Exercise requirements
Go through the records and give each one again exactly.

Outline records:
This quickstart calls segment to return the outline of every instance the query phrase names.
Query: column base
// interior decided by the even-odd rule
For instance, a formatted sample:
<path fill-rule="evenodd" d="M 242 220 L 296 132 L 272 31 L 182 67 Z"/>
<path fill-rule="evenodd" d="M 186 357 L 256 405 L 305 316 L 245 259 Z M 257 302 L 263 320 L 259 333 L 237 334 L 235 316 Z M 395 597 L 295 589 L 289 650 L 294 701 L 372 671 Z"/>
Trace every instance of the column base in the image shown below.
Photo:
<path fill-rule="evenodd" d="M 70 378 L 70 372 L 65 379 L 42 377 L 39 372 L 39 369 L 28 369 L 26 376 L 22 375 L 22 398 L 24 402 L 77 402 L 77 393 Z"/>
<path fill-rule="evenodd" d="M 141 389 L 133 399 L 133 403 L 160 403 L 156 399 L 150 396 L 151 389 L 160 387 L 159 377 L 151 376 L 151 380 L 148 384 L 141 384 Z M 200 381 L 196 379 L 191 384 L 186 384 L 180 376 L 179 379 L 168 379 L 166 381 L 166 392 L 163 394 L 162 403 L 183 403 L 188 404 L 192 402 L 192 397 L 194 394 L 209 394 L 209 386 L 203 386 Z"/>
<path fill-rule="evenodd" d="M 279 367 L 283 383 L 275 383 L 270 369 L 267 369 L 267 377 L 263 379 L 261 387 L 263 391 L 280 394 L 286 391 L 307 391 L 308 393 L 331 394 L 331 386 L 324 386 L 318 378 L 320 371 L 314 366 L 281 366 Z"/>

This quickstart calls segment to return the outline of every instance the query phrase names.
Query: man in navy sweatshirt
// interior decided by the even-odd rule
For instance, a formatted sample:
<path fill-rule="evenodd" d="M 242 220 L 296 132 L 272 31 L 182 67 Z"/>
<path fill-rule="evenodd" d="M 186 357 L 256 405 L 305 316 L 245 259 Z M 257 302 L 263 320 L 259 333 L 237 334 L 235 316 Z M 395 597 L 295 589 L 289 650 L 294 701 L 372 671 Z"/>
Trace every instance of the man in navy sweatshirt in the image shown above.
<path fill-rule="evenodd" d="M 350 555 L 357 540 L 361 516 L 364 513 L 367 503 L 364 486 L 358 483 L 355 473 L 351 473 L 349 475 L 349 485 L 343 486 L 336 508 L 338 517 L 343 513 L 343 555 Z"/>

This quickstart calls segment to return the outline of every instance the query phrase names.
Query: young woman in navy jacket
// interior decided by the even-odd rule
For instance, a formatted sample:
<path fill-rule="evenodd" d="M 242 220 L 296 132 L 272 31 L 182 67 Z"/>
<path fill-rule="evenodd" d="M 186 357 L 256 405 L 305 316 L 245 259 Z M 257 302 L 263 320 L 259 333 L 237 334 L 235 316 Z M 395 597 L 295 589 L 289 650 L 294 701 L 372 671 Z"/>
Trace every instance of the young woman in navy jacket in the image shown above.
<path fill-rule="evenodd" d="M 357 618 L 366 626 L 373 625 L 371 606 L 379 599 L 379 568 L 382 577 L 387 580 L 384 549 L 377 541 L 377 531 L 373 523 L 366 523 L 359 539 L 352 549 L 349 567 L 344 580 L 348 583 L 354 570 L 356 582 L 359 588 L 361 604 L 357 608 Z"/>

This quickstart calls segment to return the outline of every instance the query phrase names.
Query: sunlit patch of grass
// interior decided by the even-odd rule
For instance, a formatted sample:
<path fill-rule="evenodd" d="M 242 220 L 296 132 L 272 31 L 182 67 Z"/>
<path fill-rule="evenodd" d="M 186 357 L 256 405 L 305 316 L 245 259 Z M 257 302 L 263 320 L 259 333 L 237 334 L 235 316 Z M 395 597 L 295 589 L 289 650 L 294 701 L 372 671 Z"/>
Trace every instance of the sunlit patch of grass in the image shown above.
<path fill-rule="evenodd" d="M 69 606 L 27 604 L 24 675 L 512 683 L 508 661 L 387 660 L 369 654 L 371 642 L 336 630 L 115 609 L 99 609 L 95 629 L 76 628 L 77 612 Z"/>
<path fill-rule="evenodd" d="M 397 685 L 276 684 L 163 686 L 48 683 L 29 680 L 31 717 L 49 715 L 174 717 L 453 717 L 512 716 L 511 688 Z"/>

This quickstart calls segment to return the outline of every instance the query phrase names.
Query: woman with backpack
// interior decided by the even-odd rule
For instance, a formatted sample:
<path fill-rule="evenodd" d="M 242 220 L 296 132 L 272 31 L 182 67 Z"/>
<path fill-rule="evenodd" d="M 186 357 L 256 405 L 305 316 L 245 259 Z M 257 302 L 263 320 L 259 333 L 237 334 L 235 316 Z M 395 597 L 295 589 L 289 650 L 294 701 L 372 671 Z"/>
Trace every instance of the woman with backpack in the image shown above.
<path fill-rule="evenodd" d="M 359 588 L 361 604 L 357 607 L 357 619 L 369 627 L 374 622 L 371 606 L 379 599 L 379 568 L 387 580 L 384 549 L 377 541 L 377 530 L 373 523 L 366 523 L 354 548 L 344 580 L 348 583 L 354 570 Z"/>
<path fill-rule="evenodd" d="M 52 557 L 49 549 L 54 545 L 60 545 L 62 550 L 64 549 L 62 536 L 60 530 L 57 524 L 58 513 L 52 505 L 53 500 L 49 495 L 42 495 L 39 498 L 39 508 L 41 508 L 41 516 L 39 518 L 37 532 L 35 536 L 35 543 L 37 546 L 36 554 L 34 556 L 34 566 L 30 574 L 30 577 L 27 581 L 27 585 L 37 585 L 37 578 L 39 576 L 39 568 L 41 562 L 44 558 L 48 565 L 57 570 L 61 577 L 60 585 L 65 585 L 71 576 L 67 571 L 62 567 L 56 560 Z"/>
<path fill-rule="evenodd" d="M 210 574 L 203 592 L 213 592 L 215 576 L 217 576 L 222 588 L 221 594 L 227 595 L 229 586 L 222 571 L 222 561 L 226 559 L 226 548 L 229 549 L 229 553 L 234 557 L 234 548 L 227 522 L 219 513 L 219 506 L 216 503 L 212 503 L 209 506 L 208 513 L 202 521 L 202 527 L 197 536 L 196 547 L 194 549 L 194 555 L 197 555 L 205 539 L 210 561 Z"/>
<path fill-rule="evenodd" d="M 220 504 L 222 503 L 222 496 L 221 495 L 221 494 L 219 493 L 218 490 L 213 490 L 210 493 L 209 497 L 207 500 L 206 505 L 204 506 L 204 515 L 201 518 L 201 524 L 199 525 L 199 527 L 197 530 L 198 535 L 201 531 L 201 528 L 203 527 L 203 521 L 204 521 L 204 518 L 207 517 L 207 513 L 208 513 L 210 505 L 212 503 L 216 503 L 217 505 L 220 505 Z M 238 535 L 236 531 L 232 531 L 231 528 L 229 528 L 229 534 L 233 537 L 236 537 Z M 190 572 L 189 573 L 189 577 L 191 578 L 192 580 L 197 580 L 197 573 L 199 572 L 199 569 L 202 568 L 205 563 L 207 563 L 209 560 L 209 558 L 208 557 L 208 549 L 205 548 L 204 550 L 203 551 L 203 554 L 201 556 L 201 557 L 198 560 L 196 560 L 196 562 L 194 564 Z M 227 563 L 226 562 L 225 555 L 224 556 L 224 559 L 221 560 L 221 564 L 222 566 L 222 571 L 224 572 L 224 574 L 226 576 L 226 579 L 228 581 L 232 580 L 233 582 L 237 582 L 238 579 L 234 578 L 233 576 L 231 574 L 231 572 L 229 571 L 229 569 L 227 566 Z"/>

Solved problem
This quickstart calls segment to return the outline of every instance the query phrase names.
Query: column base
// interior decided by the even-odd rule
For instance, a formatted sample:
<path fill-rule="evenodd" d="M 242 220 L 296 132 L 272 31 L 182 67 Z"/>
<path fill-rule="evenodd" d="M 186 357 L 256 405 L 305 316 L 245 259 Z M 257 302 L 263 320 L 259 333 L 237 334 L 235 316 Z M 395 597 L 295 589 L 289 650 L 294 701 L 372 671 Z"/>
Trace every instance of the column base in the image shown below.
Photo:
<path fill-rule="evenodd" d="M 70 378 L 70 372 L 65 379 L 42 377 L 39 372 L 39 369 L 28 369 L 26 376 L 22 375 L 22 398 L 24 402 L 77 402 L 77 393 Z"/>
<path fill-rule="evenodd" d="M 141 389 L 133 399 L 133 403 L 160 403 L 156 399 L 150 396 L 151 389 L 160 387 L 159 377 L 151 376 L 151 380 L 148 384 L 141 384 Z M 200 381 L 196 379 L 191 384 L 186 384 L 180 376 L 179 379 L 168 379 L 166 381 L 166 392 L 163 394 L 162 403 L 183 403 L 188 404 L 192 402 L 192 397 L 194 394 L 209 394 L 209 386 L 203 386 Z"/>
<path fill-rule="evenodd" d="M 279 367 L 283 383 L 275 383 L 270 369 L 267 369 L 267 377 L 263 379 L 261 387 L 263 391 L 280 394 L 286 391 L 307 391 L 308 393 L 331 394 L 331 386 L 324 386 L 318 378 L 320 371 L 314 366 L 281 366 Z"/>

This quickstart calls segment to return the outline of every instance the query phrase names.
Query: man in navy sweatshirt
// interior decided by the even-odd rule
For instance, a formatted sample:
<path fill-rule="evenodd" d="M 242 220 L 296 132 L 272 31 L 182 67 Z"/>
<path fill-rule="evenodd" d="M 186 357 L 256 405 L 305 316 L 245 259 Z M 257 302 L 263 320 L 259 333 L 237 334 L 235 316 Z M 395 597 L 295 589 L 289 650 L 294 701 L 372 671 Z"/>
Trace every instance of the man in navy sweatshirt in the image shown above.
<path fill-rule="evenodd" d="M 350 555 L 357 540 L 361 516 L 364 513 L 367 503 L 364 486 L 358 483 L 355 473 L 351 473 L 349 475 L 349 485 L 343 486 L 336 508 L 338 517 L 343 513 L 343 555 Z"/>

This quickstart calls segment to return the outline of every instance the query phrase names.
Query: young woman in navy jacket
// interior decided by the even-odd rule
For instance, a formatted sample:
<path fill-rule="evenodd" d="M 242 220 L 296 132 L 272 31 L 182 67 Z"/>
<path fill-rule="evenodd" d="M 186 357 L 256 405 L 305 316 L 245 259 Z M 257 302 L 263 320 L 259 333 L 237 334 L 235 316 Z M 395 597 L 295 589 L 289 650 L 294 701 L 372 671 Z"/>
Trace every instance of the young woman in navy jacket in the image shown above.
<path fill-rule="evenodd" d="M 357 618 L 366 626 L 373 625 L 371 606 L 379 599 L 379 568 L 382 577 L 387 580 L 384 549 L 377 541 L 377 531 L 373 523 L 366 523 L 359 539 L 352 549 L 349 567 L 344 580 L 348 583 L 354 570 L 356 582 L 359 588 L 361 604 L 357 608 Z"/>

This quickstart calls segment to return the outline of every instance the query phrase names.
Query: sunlit patch of grass
// interior decided by the even-odd rule
For instance, a formatted sample:
<path fill-rule="evenodd" d="M 242 220 L 296 132 L 272 31 L 182 67 Z"/>
<path fill-rule="evenodd" d="M 186 357 L 256 405 L 305 316 L 245 259 Z M 257 302 L 263 320 L 259 333 L 237 334 L 235 316 Z M 395 597 L 295 589 L 289 650 L 294 701 L 372 671 Z"/>
Trace every instance of the sunlit patch of grass in the image shown above.
<path fill-rule="evenodd" d="M 69 606 L 27 604 L 24 675 L 512 683 L 508 661 L 387 660 L 369 654 L 371 642 L 336 630 L 115 609 L 99 609 L 95 629 L 76 628 L 77 612 Z"/>
<path fill-rule="evenodd" d="M 397 685 L 276 684 L 163 686 L 48 683 L 29 680 L 31 717 L 49 715 L 174 717 L 453 717 L 512 716 L 511 688 Z"/>

This quickstart calls segment to return the outline of every instance the query phrase names.
Query: woman with backpack
// interior decided by the even-odd rule
For instance, a formatted sample:
<path fill-rule="evenodd" d="M 242 220 L 296 132 L 272 31 L 182 67 Z"/>
<path fill-rule="evenodd" d="M 186 357 L 256 405 L 305 316 L 245 259 Z M 257 302 L 263 320 L 259 333 L 237 334 L 235 316 Z M 395 597 L 295 589 L 289 650 L 294 701 L 372 671 Z"/>
Trace every instance of the woman with backpack in the image shown above.
<path fill-rule="evenodd" d="M 359 588 L 361 604 L 357 607 L 357 619 L 369 627 L 374 622 L 371 606 L 379 599 L 379 568 L 387 580 L 384 549 L 377 541 L 377 530 L 373 523 L 366 523 L 354 548 L 344 580 L 348 583 L 354 570 Z"/>
<path fill-rule="evenodd" d="M 52 557 L 49 549 L 54 545 L 60 545 L 62 550 L 64 549 L 62 536 L 60 530 L 57 524 L 58 513 L 52 505 L 53 500 L 49 495 L 42 495 L 39 498 L 39 508 L 41 508 L 41 516 L 39 518 L 37 532 L 35 536 L 35 543 L 37 546 L 36 554 L 34 556 L 34 566 L 30 574 L 30 577 L 27 581 L 27 585 L 37 585 L 37 578 L 39 576 L 39 568 L 41 562 L 44 558 L 48 565 L 57 570 L 61 577 L 60 585 L 65 585 L 71 576 L 67 571 L 62 567 L 56 560 Z"/>
<path fill-rule="evenodd" d="M 210 574 L 203 592 L 213 592 L 215 576 L 217 576 L 222 588 L 221 594 L 227 595 L 229 586 L 222 571 L 222 561 L 226 559 L 226 548 L 229 549 L 229 553 L 234 557 L 234 548 L 227 522 L 219 513 L 219 506 L 216 503 L 212 503 L 209 506 L 208 513 L 202 521 L 202 527 L 197 536 L 196 547 L 194 549 L 194 555 L 197 555 L 205 539 L 210 561 Z"/>
<path fill-rule="evenodd" d="M 220 504 L 222 503 L 222 496 L 221 495 L 221 494 L 219 493 L 218 490 L 213 490 L 210 493 L 209 497 L 207 500 L 206 505 L 204 506 L 204 515 L 201 518 L 201 524 L 199 525 L 199 527 L 197 530 L 198 535 L 201 531 L 201 528 L 203 527 L 203 521 L 204 521 L 204 518 L 207 517 L 207 513 L 208 513 L 210 505 L 212 503 L 216 503 L 217 505 L 220 505 Z M 238 535 L 236 531 L 232 531 L 231 528 L 229 528 L 229 534 L 233 537 L 236 537 Z M 190 572 L 189 573 L 189 577 L 191 578 L 192 580 L 197 580 L 197 573 L 199 572 L 199 569 L 202 568 L 205 563 L 207 563 L 209 560 L 209 558 L 208 557 L 208 549 L 205 548 L 204 550 L 203 551 L 203 554 L 201 556 L 201 557 L 198 560 L 196 560 L 196 562 L 194 564 Z M 227 563 L 226 562 L 225 555 L 224 556 L 224 559 L 221 560 L 221 564 L 222 566 L 222 571 L 224 572 L 224 574 L 226 576 L 226 579 L 228 581 L 232 580 L 233 582 L 237 582 L 238 579 L 234 578 L 233 576 L 231 574 L 231 572 L 229 571 L 229 569 L 227 566 Z"/>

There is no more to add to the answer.